◆ Task brief: Line by line, output the material without altering anything.

◆ Records for this exercise:
────────────────────

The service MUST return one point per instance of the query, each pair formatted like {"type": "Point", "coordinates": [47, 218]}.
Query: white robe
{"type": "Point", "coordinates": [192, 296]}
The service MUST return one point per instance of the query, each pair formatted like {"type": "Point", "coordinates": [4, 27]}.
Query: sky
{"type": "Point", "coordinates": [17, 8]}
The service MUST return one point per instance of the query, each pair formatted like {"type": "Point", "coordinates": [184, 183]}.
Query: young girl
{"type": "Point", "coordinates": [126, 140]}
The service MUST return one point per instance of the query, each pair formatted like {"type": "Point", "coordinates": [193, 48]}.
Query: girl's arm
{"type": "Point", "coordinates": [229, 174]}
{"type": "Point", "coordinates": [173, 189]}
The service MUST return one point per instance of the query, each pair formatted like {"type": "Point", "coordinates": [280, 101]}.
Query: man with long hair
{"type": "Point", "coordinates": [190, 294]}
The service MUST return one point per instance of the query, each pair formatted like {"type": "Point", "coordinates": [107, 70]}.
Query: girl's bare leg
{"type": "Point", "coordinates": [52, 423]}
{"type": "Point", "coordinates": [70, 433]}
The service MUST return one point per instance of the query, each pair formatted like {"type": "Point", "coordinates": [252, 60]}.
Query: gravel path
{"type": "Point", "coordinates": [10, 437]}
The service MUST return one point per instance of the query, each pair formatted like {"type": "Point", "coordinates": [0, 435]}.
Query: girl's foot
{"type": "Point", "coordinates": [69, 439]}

────────────────────

◆ Output of the exercise:
The service MUST return one point per instance of the query, each pair formatted like {"type": "Point", "coordinates": [47, 218]}.
Query: white robe
{"type": "Point", "coordinates": [192, 296]}
The service MUST return one point per instance of the query, each pair formatted like {"type": "Point", "coordinates": [4, 27]}.
Query: sky
{"type": "Point", "coordinates": [17, 8]}
The service MUST return one point per instance of the query, each pair formatted like {"type": "Point", "coordinates": [184, 183]}.
Query: young girl
{"type": "Point", "coordinates": [126, 140]}
The service MUST return one point per instance of the query, each pair formatted like {"type": "Point", "coordinates": [193, 48]}.
Query: girl's arm
{"type": "Point", "coordinates": [229, 174]}
{"type": "Point", "coordinates": [173, 189]}
The service MUST return one point per instance of the query, each pair formatted like {"type": "Point", "coordinates": [280, 101]}.
Query: man with long hair
{"type": "Point", "coordinates": [190, 294]}
The service MUST return one point per instance of the query, each pair formatted like {"type": "Point", "coordinates": [107, 70]}.
Query: girl's bare leg
{"type": "Point", "coordinates": [52, 423]}
{"type": "Point", "coordinates": [70, 433]}
The service MUST return one point per instance of the query, each pair formatted like {"type": "Point", "coordinates": [252, 60]}.
Query: gravel path
{"type": "Point", "coordinates": [10, 437]}
The service MUST return one point per instance of the query, each pair formatted like {"type": "Point", "coordinates": [0, 435]}.
Query: girl's foot
{"type": "Point", "coordinates": [69, 439]}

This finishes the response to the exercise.